Dataset records on object locations

[Start]

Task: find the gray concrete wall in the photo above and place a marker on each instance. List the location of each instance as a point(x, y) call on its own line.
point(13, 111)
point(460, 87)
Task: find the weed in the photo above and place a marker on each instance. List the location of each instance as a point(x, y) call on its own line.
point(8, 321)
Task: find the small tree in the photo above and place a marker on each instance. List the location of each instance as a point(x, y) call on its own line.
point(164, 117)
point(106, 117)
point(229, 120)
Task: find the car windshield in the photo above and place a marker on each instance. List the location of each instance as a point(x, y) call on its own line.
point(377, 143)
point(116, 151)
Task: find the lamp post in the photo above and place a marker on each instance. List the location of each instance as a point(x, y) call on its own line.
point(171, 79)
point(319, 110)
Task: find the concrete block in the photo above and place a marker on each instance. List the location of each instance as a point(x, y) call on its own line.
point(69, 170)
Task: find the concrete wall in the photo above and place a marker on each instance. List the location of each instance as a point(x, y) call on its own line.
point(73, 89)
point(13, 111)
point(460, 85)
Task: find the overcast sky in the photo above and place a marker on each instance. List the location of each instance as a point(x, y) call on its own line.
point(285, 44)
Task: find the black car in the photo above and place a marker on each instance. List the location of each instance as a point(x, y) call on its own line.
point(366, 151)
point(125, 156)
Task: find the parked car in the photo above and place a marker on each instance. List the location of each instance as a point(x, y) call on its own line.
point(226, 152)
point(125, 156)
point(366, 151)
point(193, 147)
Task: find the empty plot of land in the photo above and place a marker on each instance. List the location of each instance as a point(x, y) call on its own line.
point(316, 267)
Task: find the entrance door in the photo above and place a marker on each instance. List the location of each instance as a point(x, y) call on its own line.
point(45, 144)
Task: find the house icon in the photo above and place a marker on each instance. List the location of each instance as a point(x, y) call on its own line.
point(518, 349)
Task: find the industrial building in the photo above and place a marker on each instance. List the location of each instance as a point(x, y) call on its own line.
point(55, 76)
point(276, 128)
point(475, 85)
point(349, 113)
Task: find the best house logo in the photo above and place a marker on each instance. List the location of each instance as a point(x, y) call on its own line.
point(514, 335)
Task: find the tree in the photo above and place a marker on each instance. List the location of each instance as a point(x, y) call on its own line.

[End]

◆ YOUR INSTRUCTIONS:
Copy all of the data above word for word, keeping every line in its original order.

◆ ANSWER FOR THE TASK:
Task: find the gray concrete wall in the photo above and place a marker on each instance. List the location of each instance as a point(x, y) call on its own line.
point(13, 111)
point(460, 87)
Task: find the weed in the photo above and place a marker on each instance. List the location of each instance as a point(x, y) call on its own line.
point(8, 321)
Task: find the small tree in the photo above and place a marker on each instance. List the location of each instance as a point(x, y) call on its own line.
point(164, 117)
point(106, 117)
point(229, 120)
Task: find the car windshield in the photo above and place a marker on each instance. List the location of each instance as a point(x, y) call on its own line.
point(377, 143)
point(116, 151)
Task: find the lamp post in the photo above and place a marker on each instance. List the location of each instance as a point(x, y) call on its own line.
point(171, 79)
point(319, 110)
Task: find the concrete block in the photo above and place a marker on each instance. List the location of each instance as a point(x, y) call on its own line.
point(69, 170)
Task: find the concrete wall in the photo above and place a marker on each instance. List the location of each instance as a point(x, y) call on its own line.
point(73, 89)
point(13, 111)
point(460, 85)
Task: find the overcast sky in the photo above and place a marker on each instance. List the location of each instance as a point(x, y) call on its own line.
point(285, 44)
Task: find the black car in the photo above and place a marker on each instance. List the location of each instance as a point(x, y) call on its own line.
point(366, 151)
point(125, 156)
Task: find the parked car in the photo above and place a marker on each instance. List the location of each instance as a point(x, y) call on its own line.
point(226, 152)
point(125, 156)
point(366, 151)
point(193, 147)
Task: find the empty plot of land in the photo above and place a marker on each instance. List the location of each instance as a point(x, y) call on its own line.
point(316, 267)
Task: find the entrance door in the photo above and place a marker on each instance. List the location of each instance as a point(x, y) call on its own line.
point(45, 144)
Task: find the house icon in the photo above and place a marker on each instance. List the location of each instance as a point(x, y) call on its own line.
point(518, 349)
Task: find the industrial building in the photo above and place a marker on each instance. List the location of each instance as a point(x, y) call on its own line.
point(55, 76)
point(276, 128)
point(475, 85)
point(349, 113)
Task: find the best house logo in the photo above and place a marker on each instance. List the location of each instance as a point(x, y) call on its own line.
point(514, 335)
Task: find the tree in the photo above and place a marker on each instance. List the location of each instance as a point(x, y) call on its own line.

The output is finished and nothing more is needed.